[Given text]:
------------------------
Personally, I'm a realist (as is Hari). Hari, though, tries to make the case for realism by pointing to the thought processes involved (e.g., "the cities of human beings are as natural .. as are the colonies of prairie dogs or the beds of oysters."). However, I think realism is the only option for those of us who live in the real world -- and I'm not using that phrase metaphorically: really mean anyone who lives on Planet Earth.

The Reality on the Ground.
Here's the problem: There are over 6,000,000,000 people on Earth. There are only 58,179,688 square miles of land. That is over 103 people per square mile. If we fan out into the countryside, there will be no countryside. And keep in mind that those 58,179,688 square miles of land include the Earth's deserts (14% of land) and high mountains (27% of land).
------------------------
[Location identification items]

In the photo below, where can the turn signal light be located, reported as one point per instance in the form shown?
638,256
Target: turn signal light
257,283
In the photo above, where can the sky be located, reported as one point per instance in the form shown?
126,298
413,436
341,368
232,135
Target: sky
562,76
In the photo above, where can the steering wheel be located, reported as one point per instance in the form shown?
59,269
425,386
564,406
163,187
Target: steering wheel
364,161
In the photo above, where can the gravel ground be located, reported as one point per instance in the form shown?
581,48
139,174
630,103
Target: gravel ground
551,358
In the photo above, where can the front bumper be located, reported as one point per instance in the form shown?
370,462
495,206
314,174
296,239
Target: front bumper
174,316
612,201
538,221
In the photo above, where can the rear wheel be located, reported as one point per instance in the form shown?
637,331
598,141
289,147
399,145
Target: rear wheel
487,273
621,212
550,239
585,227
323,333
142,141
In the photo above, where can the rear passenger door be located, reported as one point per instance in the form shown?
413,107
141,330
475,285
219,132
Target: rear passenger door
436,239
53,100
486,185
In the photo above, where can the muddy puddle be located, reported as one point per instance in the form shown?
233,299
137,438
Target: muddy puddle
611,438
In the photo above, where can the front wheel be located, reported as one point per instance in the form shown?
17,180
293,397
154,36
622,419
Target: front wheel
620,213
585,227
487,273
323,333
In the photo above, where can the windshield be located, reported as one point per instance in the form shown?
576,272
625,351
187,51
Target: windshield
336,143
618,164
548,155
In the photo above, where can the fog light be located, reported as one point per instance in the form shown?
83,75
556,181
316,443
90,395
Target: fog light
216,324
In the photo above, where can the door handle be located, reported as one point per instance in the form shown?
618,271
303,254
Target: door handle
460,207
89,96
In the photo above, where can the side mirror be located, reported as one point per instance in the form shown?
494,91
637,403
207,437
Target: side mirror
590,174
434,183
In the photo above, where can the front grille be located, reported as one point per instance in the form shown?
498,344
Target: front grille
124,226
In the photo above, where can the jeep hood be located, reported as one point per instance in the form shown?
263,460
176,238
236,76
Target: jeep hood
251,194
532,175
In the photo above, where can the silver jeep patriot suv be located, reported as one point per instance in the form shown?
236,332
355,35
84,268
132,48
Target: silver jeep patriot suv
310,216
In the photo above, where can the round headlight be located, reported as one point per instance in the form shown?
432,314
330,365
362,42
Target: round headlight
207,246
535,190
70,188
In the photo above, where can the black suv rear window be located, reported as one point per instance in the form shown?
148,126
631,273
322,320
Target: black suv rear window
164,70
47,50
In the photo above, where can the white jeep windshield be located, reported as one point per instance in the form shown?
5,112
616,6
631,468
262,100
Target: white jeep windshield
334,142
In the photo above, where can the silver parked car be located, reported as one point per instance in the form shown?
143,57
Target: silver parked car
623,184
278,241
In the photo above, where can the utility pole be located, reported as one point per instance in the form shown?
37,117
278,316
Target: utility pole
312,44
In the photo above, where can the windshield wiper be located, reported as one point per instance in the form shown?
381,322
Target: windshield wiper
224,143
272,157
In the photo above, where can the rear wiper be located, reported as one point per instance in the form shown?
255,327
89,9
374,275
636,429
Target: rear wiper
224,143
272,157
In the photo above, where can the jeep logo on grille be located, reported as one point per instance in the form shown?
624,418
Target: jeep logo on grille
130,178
------------------------
[Tasks for this exercise]:
1: According to the passage on population and land, what share of Earth's land is high mountains?
2: Carry the passage on population and land forward from its final sentence.

[Answers below]:
1: 27%

2:
I love Nature. I love spending time in Nature. (I'd love to publish in Nature, too, but that's a different topic.) The only way it will be possible for any sizeable chunk of people to spend time in Nature is for most of us to live in cities -- frankly, in cities more dense than the ones that exist today in America.

It may be true that there are too many people, but before anyone suggests we start reducing the world population, keep in mind that if we want to ge to the point where there is only 1 person per square mile, over 99% of humanity must disappear. Personally, that's not my environmentalism fantasy.